#### TEXT
Are Corporations People Too?

Editor’s Note: “Corporations are people, my friend” – Mitt Romney
Well, he is half right. Corporations are made up of people anyway. But are corporations entitled to the same rights as individual people? To understand this complex subject, let’s start with Wikipedia’s definition for Corporate/Legal Personhood”
“Today, in statutory and corporate law, certain social constructs are legally considered persons. In many jurisdictions, some corporations and other legal entities are considered legal persons with standing to sue or be sued in court. This is known as legal or corporate personhood. In 1819, the US Supreme Court ruled in Dartmouth College v. Woodward, that corporations have the same rights as natural persons to enforce contracts.
Whoa! Most small businesses are either LLC’s, sole proprietorships etc and even the C Corps don’t have deep enough pockets to make a difference. Giving Big Corps unlimited rights as “legal persons” changes the intentions of the First, Fifth, and Fourteenth Amendments.
Thoughts on Citizen United by John Bain:
Shocking as this might be: corporations are treated in many ways like individuals already, enjoying some of the same privileges of “legal personhood.”
In fact, corporate/legal personhood is already in use in the American capitalist system and is an integral part of the legal machinery that makes our economy the most robust in the world.
Legal personhood provides an easy route for individuals to enter into contracts, sue and be sued, and own property. Corporations operate under similar legal rights. Most importantly, without legal personhood, corporations would not have 14th Amendment protection (Santa Clara County v. Southern Pacific Railroad, 1886). This protection means corporations have a right to due process under the law – without it, they could be restricted or even dissolved by government at any time. Investors would be hard-pressed to justify putting their money into such vulnerable enterprises.
These are the legal fictions we abide by to keep our economy solvent. For this reason, those advocating a complete end to corporate personhood are pretty naïve.
What these starry-eyed activists probably mean is that we should end certain aspects of corporate personhood that make big firms too powerful in the political realm.
Specifically, they’re talking about the Citizens United ruling, which essentially allows unlimited corporate donations to political causes. Companies can give to magnate organizations called Super PACs, whose main purpose thus far is to hammer away at opposed politicians with attack ads. As you’ll see, while corporations have been allowed to give to political causes for years, Citizens United greatly loosened any remaining legal restrictions on this brand of largesse.
Citizens United is predicated on the notion that spending money is part of free speech. Traditionally, you have to spend money to get your message out there. And even if social media means it’s no longer necessary for you to buy a full-page ad in the New York Times to communicate with people, it is your sacred democratic right to do so if you please.
Thus follows the Supreme Court’s logic: since campaign contributions are legally “speech” (owing to the 1974 ruling on Buckley v. Valeo), you can’t restrict how they are used. However, the same Court that decided Citizens United ruled that speech by terrorist groups is not protected under the First Amendment. Since time immemorial, it has not been legal for a person to yell “Fire!” in a crowded theater.
These are two examples of “legislating morality” in a way that works for the common good. Allowing corporations to use their massive coffers to “speak” with endless attack ads logically follows from the First Amendment, but morally it’s a bad idea.
########
#### RECORD LIST
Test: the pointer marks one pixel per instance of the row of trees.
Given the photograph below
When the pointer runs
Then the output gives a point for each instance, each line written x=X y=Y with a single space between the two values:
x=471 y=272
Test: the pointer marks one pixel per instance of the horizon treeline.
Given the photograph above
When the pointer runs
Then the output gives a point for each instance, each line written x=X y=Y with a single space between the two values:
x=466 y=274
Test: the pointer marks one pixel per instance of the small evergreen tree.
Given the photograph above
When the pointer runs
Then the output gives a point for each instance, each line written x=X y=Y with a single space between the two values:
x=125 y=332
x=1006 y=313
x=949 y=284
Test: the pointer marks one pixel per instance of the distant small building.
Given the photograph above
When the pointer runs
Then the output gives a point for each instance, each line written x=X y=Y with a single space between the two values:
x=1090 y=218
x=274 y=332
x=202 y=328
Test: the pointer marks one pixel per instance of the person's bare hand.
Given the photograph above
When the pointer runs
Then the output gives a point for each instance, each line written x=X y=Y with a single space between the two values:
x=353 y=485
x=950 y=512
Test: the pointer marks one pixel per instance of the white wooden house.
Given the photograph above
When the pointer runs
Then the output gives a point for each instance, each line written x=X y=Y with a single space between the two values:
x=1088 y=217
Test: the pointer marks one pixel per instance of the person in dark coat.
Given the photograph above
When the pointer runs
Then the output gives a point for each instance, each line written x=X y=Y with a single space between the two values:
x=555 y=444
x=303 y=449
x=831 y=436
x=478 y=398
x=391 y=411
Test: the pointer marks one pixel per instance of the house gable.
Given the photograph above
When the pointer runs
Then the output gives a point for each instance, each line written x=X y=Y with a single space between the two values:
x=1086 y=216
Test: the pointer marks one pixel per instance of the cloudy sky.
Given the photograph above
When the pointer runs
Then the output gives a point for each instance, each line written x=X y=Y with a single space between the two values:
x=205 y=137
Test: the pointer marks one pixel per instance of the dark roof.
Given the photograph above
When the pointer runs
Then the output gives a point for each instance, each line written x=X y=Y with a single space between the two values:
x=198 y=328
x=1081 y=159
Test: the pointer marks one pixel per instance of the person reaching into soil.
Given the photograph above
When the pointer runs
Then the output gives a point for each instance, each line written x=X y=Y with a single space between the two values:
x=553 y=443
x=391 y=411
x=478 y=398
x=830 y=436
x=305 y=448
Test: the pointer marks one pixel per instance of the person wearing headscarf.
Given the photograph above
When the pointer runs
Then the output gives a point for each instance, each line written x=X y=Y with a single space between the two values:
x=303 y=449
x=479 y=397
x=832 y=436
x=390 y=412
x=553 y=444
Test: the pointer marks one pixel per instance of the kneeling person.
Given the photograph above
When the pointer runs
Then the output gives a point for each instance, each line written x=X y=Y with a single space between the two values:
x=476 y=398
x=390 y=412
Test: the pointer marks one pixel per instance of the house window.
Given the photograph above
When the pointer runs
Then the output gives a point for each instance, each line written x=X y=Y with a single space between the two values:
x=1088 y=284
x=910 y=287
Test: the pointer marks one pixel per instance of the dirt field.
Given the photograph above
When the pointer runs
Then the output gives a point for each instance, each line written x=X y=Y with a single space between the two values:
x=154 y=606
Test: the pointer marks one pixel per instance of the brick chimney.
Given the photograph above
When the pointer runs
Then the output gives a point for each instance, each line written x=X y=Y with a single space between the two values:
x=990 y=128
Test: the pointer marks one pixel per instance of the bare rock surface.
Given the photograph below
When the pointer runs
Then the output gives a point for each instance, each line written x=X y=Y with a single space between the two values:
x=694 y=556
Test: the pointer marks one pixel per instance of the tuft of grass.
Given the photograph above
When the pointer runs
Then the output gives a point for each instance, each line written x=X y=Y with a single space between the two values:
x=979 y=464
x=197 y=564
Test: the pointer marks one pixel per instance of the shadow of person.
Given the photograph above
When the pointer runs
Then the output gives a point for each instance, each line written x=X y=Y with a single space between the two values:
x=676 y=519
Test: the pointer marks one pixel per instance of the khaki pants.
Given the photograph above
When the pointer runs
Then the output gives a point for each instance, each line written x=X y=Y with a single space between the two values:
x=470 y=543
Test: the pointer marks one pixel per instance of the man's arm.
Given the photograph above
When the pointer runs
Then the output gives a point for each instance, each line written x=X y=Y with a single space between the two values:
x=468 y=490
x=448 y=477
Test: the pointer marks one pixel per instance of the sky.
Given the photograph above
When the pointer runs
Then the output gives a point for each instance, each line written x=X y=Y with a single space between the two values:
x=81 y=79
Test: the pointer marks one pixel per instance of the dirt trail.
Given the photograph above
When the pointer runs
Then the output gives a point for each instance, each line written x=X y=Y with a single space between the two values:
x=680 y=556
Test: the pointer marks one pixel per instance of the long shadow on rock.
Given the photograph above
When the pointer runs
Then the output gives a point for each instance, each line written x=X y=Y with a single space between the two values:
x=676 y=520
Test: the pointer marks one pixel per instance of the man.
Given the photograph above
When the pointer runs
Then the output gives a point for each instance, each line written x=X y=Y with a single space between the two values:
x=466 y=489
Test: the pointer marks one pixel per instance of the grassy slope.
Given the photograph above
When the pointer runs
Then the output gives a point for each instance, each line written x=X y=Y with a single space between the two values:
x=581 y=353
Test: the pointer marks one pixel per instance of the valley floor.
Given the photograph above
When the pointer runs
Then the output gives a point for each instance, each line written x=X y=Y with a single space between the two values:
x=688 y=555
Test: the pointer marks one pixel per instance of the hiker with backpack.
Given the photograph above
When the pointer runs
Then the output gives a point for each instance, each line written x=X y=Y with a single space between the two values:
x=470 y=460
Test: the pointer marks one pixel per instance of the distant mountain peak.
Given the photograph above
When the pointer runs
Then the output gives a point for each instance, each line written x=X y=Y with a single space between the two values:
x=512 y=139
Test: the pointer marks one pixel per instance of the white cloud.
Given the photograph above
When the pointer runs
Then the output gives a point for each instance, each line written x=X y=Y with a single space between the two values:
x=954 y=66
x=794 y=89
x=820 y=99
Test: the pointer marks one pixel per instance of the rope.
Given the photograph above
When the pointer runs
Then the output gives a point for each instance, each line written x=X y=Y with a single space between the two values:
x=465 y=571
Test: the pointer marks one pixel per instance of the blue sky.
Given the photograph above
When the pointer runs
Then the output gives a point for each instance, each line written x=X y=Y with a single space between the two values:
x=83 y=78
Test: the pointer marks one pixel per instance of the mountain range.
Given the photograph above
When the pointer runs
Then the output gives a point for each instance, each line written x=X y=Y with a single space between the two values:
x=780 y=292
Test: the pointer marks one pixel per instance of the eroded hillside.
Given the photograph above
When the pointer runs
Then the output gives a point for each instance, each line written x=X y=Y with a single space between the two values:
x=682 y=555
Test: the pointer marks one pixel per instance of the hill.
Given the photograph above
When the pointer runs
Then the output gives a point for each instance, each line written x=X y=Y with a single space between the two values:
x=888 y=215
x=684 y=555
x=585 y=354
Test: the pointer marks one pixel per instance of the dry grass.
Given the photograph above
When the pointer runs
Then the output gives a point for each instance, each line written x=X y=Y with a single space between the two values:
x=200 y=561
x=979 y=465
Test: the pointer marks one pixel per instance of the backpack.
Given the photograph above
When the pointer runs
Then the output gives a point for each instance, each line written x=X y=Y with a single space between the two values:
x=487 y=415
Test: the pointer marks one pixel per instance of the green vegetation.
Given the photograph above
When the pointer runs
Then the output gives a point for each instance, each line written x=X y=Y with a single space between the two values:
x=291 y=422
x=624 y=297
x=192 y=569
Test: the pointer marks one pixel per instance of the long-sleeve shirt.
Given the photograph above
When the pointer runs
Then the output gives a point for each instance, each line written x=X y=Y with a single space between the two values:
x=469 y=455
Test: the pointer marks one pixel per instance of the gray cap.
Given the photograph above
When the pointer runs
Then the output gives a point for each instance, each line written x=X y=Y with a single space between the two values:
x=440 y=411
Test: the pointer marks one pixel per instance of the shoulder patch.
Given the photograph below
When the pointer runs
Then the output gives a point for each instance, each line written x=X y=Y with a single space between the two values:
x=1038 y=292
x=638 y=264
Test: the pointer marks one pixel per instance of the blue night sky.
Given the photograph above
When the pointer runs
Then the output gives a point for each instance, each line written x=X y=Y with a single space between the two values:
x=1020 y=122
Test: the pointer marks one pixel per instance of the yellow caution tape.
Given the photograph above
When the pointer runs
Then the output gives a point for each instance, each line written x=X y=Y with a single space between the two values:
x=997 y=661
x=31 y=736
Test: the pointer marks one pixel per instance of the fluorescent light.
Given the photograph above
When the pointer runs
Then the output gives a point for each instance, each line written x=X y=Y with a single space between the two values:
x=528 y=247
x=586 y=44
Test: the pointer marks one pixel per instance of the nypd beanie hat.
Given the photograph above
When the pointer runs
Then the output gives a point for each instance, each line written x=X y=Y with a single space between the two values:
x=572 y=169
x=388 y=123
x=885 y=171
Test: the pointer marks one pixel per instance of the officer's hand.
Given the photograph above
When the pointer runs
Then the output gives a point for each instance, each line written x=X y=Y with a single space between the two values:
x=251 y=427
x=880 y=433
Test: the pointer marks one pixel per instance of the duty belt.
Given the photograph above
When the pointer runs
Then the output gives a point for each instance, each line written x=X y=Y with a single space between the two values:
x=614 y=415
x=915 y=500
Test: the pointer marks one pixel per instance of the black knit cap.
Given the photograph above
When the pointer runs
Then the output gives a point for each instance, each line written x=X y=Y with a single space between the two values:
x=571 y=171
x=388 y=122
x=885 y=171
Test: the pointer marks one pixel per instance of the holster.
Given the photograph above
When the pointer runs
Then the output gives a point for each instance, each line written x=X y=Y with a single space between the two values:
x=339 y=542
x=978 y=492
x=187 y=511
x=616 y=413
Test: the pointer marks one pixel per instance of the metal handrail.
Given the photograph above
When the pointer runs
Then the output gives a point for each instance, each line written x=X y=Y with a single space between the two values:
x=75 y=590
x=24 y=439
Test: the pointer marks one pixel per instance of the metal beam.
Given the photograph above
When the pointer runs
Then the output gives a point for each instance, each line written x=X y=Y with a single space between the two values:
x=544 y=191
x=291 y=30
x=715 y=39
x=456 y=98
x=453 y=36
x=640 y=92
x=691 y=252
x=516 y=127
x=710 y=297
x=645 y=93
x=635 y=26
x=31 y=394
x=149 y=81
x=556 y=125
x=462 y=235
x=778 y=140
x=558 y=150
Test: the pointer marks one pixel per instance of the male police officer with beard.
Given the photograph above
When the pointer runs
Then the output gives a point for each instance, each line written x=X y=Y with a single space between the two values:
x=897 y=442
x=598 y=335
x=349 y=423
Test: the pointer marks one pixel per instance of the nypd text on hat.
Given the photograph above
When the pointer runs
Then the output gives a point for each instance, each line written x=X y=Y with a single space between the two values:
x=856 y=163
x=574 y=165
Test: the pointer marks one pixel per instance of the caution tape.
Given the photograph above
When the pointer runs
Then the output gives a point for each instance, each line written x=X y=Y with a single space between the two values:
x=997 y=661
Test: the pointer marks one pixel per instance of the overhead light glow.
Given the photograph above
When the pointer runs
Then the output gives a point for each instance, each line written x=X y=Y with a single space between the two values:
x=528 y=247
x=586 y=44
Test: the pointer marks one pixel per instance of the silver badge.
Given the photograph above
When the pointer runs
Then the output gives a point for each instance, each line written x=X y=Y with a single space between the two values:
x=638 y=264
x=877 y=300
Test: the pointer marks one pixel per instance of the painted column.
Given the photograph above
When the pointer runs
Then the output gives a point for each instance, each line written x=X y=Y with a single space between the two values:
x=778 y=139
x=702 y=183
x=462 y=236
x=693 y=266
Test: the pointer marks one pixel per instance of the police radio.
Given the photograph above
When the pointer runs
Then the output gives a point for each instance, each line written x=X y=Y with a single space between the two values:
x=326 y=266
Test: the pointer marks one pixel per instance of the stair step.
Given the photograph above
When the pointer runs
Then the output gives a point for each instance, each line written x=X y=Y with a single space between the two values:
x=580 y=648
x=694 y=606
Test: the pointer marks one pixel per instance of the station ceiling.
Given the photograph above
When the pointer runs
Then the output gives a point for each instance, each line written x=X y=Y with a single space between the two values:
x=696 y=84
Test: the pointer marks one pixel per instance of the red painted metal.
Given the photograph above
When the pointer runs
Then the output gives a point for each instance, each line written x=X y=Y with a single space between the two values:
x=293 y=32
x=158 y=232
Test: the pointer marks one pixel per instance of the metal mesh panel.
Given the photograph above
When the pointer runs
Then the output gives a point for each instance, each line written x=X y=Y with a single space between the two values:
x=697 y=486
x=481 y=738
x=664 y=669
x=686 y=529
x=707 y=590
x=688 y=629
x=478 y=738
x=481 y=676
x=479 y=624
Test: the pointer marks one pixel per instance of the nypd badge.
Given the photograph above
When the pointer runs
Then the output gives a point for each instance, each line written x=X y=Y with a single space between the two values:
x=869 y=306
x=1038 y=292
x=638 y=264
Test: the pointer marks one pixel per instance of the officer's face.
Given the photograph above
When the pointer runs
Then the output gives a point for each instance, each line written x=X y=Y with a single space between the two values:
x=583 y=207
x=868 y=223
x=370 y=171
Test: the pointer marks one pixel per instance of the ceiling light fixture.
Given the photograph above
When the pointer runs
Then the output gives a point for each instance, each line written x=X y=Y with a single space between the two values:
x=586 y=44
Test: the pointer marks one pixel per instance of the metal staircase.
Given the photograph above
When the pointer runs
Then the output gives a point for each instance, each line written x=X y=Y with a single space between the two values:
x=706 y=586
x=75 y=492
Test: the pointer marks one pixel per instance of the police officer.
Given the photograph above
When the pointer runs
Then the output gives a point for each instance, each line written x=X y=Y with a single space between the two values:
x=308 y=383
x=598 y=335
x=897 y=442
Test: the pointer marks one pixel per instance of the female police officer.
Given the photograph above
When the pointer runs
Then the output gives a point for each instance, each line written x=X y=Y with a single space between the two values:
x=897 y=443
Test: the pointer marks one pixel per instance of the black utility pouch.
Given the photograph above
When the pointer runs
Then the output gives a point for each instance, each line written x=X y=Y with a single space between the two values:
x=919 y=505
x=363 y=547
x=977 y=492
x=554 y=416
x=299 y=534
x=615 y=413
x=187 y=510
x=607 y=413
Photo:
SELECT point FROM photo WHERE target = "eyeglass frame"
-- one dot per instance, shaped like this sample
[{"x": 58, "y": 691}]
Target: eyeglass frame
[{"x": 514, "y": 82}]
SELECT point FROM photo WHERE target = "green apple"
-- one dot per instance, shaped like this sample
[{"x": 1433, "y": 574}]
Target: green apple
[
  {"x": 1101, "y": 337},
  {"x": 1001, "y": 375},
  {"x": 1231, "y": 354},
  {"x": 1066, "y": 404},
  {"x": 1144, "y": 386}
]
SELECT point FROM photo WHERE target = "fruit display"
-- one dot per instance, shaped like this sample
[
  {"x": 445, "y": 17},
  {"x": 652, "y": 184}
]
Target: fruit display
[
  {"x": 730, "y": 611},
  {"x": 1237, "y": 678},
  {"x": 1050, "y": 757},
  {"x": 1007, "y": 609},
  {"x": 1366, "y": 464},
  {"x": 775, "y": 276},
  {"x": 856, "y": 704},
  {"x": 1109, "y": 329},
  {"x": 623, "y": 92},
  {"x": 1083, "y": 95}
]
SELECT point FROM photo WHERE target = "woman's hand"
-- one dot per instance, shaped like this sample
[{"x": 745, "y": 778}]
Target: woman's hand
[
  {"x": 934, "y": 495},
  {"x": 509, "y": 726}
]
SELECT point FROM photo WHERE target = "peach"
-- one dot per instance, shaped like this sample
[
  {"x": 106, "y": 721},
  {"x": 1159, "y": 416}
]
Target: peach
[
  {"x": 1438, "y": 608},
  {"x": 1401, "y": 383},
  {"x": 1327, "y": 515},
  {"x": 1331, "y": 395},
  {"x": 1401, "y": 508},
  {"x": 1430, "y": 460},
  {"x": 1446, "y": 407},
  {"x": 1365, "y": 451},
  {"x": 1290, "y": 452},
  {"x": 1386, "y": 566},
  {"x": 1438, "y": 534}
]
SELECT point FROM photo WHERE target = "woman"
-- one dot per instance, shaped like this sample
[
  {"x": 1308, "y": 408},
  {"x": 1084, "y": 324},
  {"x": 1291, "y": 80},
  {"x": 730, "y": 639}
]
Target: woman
########
= EXERCISE BRIEF =
In the corporate personhood text, rewrite everything from "Are Corporations People" down to "to enforce contracts.", putting "human beings" in place of "natural persons". The rows come from a separate source, unrelated to the text.

= THE SOLUTION =
Are Corporations People Too?

Editor’s Note: “Corporations are people, my friend” – Mitt Romney
Well, he is half right. Corporations are made up of people anyway. But are corporations entitled to the same rights as individual people? To understand this complex subject, let’s start with Wikipedia’s definition for Corporate/Legal Personhood”
“Today, in statutory and corporate law, certain social constructs are legally considered persons. In many jurisdictions, some corporations and other legal entities are considered legal persons with standing to sue or be sued in court. This is known as legal or corporate personhood. In 1819, the US Supreme Court ruled in Dartmouth College v. Woodward, that corporations have the same rights as human beings to enforce contracts.